## Exercise objective:
Collect each line of the listing below that contains the word "peach".

[Labeling and segmentation listing]
⟨

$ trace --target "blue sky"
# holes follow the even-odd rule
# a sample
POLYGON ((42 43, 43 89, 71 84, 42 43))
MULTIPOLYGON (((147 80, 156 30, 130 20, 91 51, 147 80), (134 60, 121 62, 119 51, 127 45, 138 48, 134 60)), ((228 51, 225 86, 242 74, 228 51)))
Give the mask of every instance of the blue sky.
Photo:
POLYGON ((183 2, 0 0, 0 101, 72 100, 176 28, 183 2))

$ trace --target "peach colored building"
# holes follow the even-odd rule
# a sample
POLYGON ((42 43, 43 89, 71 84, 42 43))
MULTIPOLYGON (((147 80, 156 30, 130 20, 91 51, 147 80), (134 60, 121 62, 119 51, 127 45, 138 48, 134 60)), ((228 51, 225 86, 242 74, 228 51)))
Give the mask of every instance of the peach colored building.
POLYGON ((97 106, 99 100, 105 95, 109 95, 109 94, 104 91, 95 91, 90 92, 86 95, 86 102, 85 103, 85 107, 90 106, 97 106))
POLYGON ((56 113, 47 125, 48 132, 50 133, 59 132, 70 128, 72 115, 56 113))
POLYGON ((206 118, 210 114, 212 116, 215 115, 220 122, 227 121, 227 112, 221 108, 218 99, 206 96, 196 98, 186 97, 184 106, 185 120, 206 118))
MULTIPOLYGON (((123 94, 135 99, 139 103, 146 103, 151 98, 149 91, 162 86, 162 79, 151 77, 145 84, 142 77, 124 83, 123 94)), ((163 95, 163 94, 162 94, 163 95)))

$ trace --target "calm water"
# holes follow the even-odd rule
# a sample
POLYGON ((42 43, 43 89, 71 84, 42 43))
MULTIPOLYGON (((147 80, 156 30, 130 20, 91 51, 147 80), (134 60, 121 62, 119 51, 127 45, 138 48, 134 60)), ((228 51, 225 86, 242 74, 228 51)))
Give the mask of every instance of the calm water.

⟩

## Exercise answer:
$ trace --target "peach colored building"
Give the mask of every instance of the peach colored building.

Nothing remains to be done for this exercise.